- [Aufgabenstellung]
Filtere die folgenden Einträge und gib jede Zeile wieder, in der das Wort „green“ vorkommt. Achte dabei auf Groß- und Kleinschreibung.

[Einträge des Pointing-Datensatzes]

====

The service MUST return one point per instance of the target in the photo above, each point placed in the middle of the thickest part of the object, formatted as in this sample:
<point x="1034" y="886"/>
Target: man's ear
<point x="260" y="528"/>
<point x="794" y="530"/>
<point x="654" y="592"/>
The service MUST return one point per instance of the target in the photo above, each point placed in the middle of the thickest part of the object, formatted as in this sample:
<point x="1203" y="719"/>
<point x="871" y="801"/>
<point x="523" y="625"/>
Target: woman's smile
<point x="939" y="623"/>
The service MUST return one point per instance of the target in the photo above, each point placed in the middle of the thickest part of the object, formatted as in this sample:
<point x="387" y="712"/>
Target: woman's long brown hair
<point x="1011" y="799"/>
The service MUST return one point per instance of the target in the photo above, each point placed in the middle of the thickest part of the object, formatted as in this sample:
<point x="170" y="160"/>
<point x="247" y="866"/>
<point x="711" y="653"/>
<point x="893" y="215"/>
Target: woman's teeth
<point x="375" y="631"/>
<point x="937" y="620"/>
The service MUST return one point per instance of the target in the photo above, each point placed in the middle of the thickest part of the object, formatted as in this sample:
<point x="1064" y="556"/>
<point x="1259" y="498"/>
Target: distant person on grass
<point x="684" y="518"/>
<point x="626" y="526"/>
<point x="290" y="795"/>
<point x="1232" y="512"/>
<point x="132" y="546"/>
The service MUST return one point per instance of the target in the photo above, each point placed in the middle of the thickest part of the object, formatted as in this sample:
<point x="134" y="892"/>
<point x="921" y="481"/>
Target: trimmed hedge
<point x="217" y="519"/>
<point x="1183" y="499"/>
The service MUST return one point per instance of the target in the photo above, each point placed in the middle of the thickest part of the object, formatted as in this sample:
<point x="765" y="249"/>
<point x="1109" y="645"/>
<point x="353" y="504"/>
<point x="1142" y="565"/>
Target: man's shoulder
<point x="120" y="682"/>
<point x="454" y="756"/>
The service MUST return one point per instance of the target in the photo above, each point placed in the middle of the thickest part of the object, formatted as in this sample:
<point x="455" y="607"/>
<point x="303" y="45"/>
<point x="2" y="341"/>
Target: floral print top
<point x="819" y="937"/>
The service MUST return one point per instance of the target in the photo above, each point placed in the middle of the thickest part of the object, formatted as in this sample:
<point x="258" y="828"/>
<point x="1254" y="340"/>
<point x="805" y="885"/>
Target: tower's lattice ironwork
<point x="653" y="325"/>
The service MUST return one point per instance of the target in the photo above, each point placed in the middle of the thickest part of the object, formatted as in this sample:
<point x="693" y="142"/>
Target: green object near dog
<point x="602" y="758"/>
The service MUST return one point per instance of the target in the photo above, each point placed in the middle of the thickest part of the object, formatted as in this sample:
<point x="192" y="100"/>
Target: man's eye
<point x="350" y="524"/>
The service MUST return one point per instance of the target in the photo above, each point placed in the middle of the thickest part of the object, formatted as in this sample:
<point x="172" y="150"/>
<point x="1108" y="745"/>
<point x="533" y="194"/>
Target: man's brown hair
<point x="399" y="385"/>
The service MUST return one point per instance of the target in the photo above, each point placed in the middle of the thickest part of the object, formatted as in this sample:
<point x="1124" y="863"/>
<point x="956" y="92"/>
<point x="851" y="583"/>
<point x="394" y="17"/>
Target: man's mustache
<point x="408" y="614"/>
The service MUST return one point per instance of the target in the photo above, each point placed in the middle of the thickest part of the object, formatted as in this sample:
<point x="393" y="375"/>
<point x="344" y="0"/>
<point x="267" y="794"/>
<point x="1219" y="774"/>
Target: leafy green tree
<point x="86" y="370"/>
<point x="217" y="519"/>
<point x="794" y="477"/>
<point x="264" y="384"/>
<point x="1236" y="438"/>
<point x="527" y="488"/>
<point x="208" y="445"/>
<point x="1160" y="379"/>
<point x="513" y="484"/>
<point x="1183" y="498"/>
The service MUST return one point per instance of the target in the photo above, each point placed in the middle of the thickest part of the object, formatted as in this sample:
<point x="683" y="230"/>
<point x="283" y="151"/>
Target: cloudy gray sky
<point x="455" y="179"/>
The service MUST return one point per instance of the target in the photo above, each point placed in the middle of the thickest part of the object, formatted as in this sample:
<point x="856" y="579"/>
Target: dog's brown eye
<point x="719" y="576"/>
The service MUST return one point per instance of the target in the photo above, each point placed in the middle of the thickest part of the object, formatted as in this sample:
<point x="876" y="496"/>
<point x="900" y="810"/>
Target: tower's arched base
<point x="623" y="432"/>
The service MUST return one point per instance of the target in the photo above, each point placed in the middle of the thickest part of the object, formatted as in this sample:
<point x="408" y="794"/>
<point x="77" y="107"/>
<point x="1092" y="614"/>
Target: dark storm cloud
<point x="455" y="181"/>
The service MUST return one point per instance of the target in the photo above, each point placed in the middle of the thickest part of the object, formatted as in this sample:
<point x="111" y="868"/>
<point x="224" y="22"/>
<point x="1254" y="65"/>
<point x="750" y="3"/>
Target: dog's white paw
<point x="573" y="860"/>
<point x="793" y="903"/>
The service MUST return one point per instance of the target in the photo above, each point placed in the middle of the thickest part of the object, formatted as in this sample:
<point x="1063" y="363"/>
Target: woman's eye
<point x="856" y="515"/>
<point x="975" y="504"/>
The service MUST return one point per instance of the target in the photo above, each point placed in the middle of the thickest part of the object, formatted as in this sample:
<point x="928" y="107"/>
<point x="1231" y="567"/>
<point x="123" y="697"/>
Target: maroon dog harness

====

- [Antwort]
Target: green object near dog
Target: leafy green tree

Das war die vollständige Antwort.